#### CONSIGNE 1:
Résumez en deux phrases le texte sur Stocamine.
#### CONSIGNE 2:
Traduisez en anglais cette phrase du texte sur Stocamine : « Deux hypothèses ont été proposées par la préfecture : remonter les déchets à la surface – une opération estimée à 100 millions d’euros – ou refermer la mine pour 50 millions d’euros. »
#### CONSIGNE 3:
Poursuivez le texte sur Stocamine à partir de sa dernière phrase.

#### TEXTE À EXAMINER:

____

Un centre souterrain de déchets ultimes à - 550 m de profondeur creusé sous une nappe phréatique. Un site présentant des "conditions exceptionnellement favorables", un stockage réversible, des emplois, une manne financière, un "pôle environnement", un CLIS....
Stockamine et Bure ne ressemblent-ils pas comme deux frères jumeaux ?
Autre point commun, le Directeur de la DRIRE Alsace (1995-99) lorsque le site a été autorisé (1997), l’X-mines Pierre-Franck Chevet, vient d’être nommé à la tête de l’Autorité de Sûreté Nucléaire, donc "gendarme" de l’Andra pour Bure notamment.

1999 : Exploitation du site

Ce centre souterrain de déchets ultimes à 500 mètres de profondeur est situé au-dessous de la nappe phréatique la plus grande d’Europe, celle du Rhin.
Il se situe à Wittelsheim / Alsace (Haut-Rhin)

En février 1999, après près de dix ans de réunions publiques et de commissions d’experts, et de méfiance des riverains, Stocamine ouvre ses portes. Aux habitants et aux associations écologistes locales qui s’inquiètent, les dirigeants martèlent que « les déchets peuvent être remontés à tout moment ». «  On a tous avalé l’idée d’un possible déstockage. C’est comme cela que le projet est passé  », dit Jean-Pierre Hecht, représentant du personnel de Stocamine.
Ce site est présenté comme exceptionnellement favorable à ce type de stockage souterrain de déchets dits « ultimes ». Un CLIS de surveillance est installé. Sont promis des emplois, un pôle environnement, beaucoup d’argent et la réversibilité.
« On nous a bien dit que c’était des produits toxiques, qu’on allait les enterrer sous nos pieds, mais on nous a promis que tout était sécurisé. J’y ai cru, sans doute aussi parce que j’avais envie d’y croire  » [un employé de Stocamine]
« Officieusement, on reconnaît que « des erreurs ont été commises », que « promettre la réversibilité des déchets aux habitants, ça a été une connerie ».

10 septembre 2002 : le site « totalement sécurisé » prend feu

Un incendie se déclare dans les galeries et consume des déchet pendant deux mois.
Les mineurs présents sur les lieux aident les secours et sont dangereusement exposés. « C’est grave. Ils les ont envoyés au casse-pipe avec de simples blousons de mineurs. Sans protection. Seuls les pompiers disposaient d’un équipement spécial », explique l’un de leurs avocats, André Chamy.
Fumées toxiques, coût faramineux, déformation des galeries…
Que faire ? Une bombe à retardement gît à 500 mètres de profondeur, menaçant de contaminer l’ensemble de la nappe phréatique.
Deux hypothèses ont été proposées par la préfecture : remonter les déchets à la surface – une opération estimée à 100 millions d’euros – ou refermer la mine pour 50 millions d’euros.

____

#### DONNÉES FOURNIES:
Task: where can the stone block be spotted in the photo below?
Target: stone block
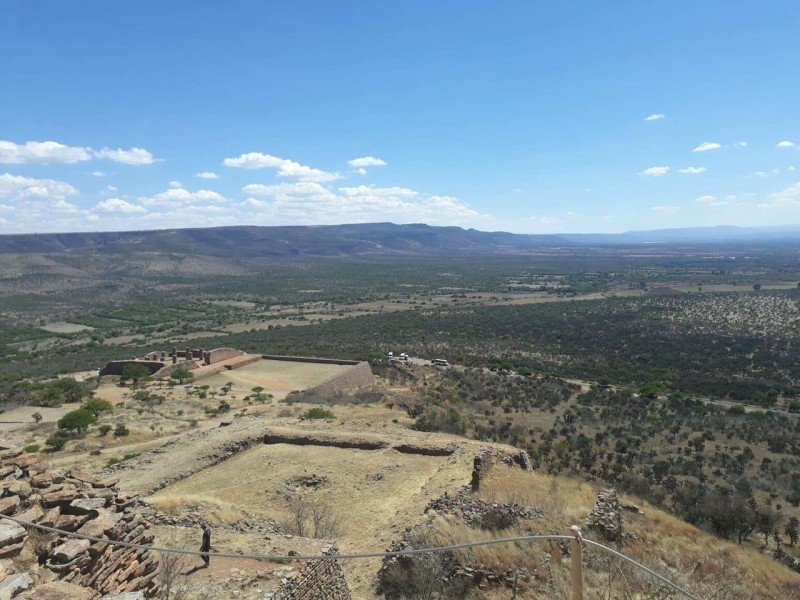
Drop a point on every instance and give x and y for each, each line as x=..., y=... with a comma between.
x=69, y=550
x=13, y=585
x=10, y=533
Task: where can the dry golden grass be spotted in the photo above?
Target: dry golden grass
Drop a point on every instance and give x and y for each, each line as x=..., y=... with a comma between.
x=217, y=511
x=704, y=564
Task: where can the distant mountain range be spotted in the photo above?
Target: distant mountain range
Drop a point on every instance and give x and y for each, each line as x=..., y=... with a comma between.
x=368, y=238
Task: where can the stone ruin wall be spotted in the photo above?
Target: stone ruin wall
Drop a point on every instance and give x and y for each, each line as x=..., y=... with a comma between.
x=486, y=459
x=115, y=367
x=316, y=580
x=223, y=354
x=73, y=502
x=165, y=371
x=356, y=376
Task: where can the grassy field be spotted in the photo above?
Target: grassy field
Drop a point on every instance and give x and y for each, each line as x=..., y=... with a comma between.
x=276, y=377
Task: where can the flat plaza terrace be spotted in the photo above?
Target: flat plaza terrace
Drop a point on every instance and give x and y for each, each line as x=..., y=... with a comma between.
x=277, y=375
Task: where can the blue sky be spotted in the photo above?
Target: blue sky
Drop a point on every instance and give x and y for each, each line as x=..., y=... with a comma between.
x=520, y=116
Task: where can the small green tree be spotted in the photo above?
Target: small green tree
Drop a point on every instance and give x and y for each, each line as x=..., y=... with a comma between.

____

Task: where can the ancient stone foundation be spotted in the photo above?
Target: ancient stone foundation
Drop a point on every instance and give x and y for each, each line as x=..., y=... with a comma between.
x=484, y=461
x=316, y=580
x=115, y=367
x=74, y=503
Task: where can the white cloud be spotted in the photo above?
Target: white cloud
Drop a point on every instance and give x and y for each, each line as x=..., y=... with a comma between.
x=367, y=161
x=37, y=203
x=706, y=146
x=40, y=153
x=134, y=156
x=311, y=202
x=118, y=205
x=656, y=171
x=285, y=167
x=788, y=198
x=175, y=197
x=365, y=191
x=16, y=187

____

#### RÉSULTAT 1:
Stocamine, un centre souterrain de déchets ultimes situé à Wittelsheim, sous la nappe phréatique du Rhin, a ouvert en février 1999 après qu'on a promis aux habitants que les déchets pourraient être remontés à tout moment. Le 10 septembre 2002, un incendie s'y est déclaré et a consumé des déchets pendant deux mois, puis la préfecture a proposé deux solutions : remonter les déchets pour 100 millions d'euros ou refermer la mine pour 50 millions d'euros.

#### RÉSULTAT 2:
Two options were put forward by the prefecture: bringing the waste back up to the surface – an operation estimated at 100 million euros – or sealing the mine for 50 million euros.

#### RÉSULTAT 3:
28/09/2002 selon LIBERATION

(...) Depuis le début de l’exploitation, en février 1999, Stocamine n’a eu de cesse de vanter sa fiabilité : « Un service à l’environnement », « un site exceptionnellement sûr », proclament ses brochures publicitaires. Les experts expriment désormais des doutes sur la rigueur des procédures d’admission ­ théoriquement drastique ­ des déchets. Des prélèvements ont été effectués dans des big bags, dont certains provenaient de l’incendie d’un entrepôt de produits sanitaires ayant eu lieu en août. Tous les produits stockés étaient-ils autorisés ? Les procédures d’acceptation ont-elles été régulières ? Tous les déchets ont-ils été soigneusement identifiés avant le stockage ?
Jusqu’à présent, les principales craintes suscitées par Stocamine tenaient essentiellement aux risques de pollution de la nappe phréatique et aux éventuelles conséquences de secousses sismiques. Un incendie comme celui du 10 septembre était censé ne jamais arriver : « Nous avions envisagé le pire incendie qui puisse se produire, celui sur un engin de manutention », remarque Nicolas Imbert, chef de la division protection de l’environnement à la Drire.

2004 : un amendement sur mesure
Un amendement sur mesure passe à l’Assemblée nationale prévoyant « qu’au bout d’un an d’inactivité, les centres de stockage souterrain de produits dangereux deviennent des centres de stockage définitifs ». En France, seul le site de Stocamine est concerné par cette disposition législative.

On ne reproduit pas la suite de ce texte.